╭─ SOURCE EXTRACT

Drought is endemic to the American West along with heatwaves and intense wildfires. But scientists are only beginning to understand how the effects of multiple droughts can compound to affect forests differently than a single drought alone.
UC Santa Barbara forest ecologist Anna Trugman — along with her colleagues at the University of Utah, Stanford University and the U.S. Forest Service — investigated the effects of repeated, extreme droughts on various types of forests across the globe. They found that a variety of factors can increase and decrease a forest’s resilience to subsequent droughts. However, the study, published in Nature Climate Change, concluded that successive droughts are generally increasingly detrimental to forests, even when each drought was no more extreme than the initial one.
Droughts usually leave individual trees more vulnerable to subsequent droughts. “Compounding extreme events can be really stressful on forests and trees,” said Trugman, an assistant professor in the Department of Geography. She compares the experience to a person battling an illness: You’ll be harder hit if you get sick again while you’re still recovering.
That said, the case is not quite so clear cut. “Theoretically, responses to subsequent droughts could be quite varied depending on a wide range of tree-level and ecosystem-level factors,” said lead author William Anderegg, an assistant professor at the University of Utah. So, while a drought may place a tree under considerable stress, it could also kill off some of its neighbors, leaving the survivors with less competition for water should arid conditions return.
Trugman and her colleagues used a variety of data sources to investigate this effect on a broad scale. Tree ring data spanning over 100 years enabled them to see how trees that survived an initial drought grew afterward. Data from the U.S. Forest Inventory and Analysis gave them access to metrics on tree mortality for more than 100,000 forest plots from 2000 through 2018. They combined these sources with satellite measurements of the water content in forest canopies.
Two clear tends emerged. “We found that generally trees seem to become more vulnerable to stress after multiple droughts, especially conifers,” Anderegg said.
The second finding, the researchers believe, comes down to basic physiology. Conifers and their kin have different vascular systems than broadleaf trees, or “angiosperms.” As a result, they may sustain more damage in an initial drought and be at a disadvantage compared to angiosperms during subsequent periods of drought stress. The tree ring data bears this out, showing that conifers that survived a drought grew much more slowly, especially if another drought settled in.
“By contrast, angiosperms have much more flexible anatomy and physiology, and this seems to help them recover faster and more fully after initial droughts,” Anderegg said.

╰─

Transcribe the passage of the article on repeated droughts and forests between "Drought is endemic" and "single drought alone.", inclusive.

╭─ DATA PROVIDED

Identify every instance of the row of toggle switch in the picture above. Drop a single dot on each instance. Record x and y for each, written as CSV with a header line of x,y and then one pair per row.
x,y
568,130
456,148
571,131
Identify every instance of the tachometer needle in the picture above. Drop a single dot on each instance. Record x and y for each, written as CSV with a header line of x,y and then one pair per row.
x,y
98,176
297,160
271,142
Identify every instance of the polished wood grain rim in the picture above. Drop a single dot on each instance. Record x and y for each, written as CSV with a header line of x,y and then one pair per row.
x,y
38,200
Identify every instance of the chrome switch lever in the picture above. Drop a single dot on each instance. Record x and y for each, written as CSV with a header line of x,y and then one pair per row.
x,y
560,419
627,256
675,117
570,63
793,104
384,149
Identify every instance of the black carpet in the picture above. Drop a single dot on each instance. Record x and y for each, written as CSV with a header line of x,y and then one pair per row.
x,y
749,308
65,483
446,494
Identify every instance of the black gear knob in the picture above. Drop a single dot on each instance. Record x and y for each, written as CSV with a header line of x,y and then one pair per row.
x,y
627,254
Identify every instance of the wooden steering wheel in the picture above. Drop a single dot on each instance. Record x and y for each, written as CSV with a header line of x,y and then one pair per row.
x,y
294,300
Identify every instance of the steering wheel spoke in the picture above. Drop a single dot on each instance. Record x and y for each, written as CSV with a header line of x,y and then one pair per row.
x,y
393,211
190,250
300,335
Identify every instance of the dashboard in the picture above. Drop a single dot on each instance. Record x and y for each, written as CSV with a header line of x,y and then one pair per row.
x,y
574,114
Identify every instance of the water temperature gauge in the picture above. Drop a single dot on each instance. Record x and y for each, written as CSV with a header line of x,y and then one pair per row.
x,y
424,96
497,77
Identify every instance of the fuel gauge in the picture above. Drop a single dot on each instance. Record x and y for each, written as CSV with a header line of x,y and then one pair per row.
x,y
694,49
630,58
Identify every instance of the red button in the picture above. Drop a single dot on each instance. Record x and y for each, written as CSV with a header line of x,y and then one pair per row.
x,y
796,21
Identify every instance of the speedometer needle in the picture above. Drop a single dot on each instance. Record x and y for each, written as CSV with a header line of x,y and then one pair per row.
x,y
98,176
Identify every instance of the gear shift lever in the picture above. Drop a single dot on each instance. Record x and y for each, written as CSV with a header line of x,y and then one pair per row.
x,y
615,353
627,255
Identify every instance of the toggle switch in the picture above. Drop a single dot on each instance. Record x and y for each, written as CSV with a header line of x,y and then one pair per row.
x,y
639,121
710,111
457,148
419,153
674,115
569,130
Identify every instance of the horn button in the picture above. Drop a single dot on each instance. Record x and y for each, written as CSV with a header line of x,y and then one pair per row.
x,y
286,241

╰─

▸ TASK RESPONSE
Drought is endemic to the American West along with heatwaves and intense wildfires. But scientists are only beginning to understand how the effects of multiple droughts can compound to affect forests differently than a single drought alone.